Données de détection d'objets:

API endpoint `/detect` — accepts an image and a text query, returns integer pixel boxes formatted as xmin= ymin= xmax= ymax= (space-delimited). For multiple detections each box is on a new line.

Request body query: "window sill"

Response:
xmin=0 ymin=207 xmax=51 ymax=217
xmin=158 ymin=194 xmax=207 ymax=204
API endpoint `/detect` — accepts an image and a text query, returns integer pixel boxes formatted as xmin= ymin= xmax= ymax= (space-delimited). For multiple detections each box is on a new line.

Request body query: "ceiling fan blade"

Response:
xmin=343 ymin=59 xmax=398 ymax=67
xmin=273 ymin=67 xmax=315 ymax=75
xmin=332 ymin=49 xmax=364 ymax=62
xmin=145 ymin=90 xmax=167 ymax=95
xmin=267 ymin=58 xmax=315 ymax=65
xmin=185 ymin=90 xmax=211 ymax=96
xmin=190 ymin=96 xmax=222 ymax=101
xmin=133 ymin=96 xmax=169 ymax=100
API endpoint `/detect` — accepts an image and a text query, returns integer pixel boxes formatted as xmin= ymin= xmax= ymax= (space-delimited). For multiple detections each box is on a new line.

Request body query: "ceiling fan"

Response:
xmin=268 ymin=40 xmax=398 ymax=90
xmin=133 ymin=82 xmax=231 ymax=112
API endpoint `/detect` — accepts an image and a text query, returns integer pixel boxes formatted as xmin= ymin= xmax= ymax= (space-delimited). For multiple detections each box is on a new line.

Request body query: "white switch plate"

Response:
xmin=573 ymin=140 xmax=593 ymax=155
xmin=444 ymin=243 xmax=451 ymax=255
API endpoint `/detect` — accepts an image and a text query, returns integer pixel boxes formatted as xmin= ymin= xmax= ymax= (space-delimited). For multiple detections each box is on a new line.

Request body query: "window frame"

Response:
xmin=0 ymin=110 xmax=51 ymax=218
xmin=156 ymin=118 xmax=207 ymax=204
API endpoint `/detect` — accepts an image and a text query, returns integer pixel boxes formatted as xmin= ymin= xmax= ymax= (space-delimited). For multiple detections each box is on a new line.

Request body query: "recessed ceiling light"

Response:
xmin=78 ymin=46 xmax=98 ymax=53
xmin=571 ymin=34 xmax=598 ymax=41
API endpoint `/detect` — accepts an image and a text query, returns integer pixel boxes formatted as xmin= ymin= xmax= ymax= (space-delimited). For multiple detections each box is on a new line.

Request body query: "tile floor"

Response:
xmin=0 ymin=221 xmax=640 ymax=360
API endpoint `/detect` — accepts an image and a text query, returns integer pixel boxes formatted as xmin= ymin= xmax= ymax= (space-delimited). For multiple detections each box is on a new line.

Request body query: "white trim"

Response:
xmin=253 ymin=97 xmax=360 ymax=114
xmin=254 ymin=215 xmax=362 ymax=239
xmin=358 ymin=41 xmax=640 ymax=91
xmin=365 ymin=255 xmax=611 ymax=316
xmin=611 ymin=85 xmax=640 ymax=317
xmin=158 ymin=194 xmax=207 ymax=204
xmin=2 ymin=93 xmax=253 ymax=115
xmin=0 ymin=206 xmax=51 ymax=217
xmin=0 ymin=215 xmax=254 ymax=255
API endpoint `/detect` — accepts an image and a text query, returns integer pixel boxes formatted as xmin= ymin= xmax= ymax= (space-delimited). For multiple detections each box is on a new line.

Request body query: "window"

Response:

• Consigne
Relevez toutes les lignes de la liste ci-dessus qui contiennent le mot « ceiling ». La casse compte.

• Exercice corrigé
Request body query: "ceiling fan blade"
Request body query: "ceiling fan"
Request body query: "recessed ceiling light"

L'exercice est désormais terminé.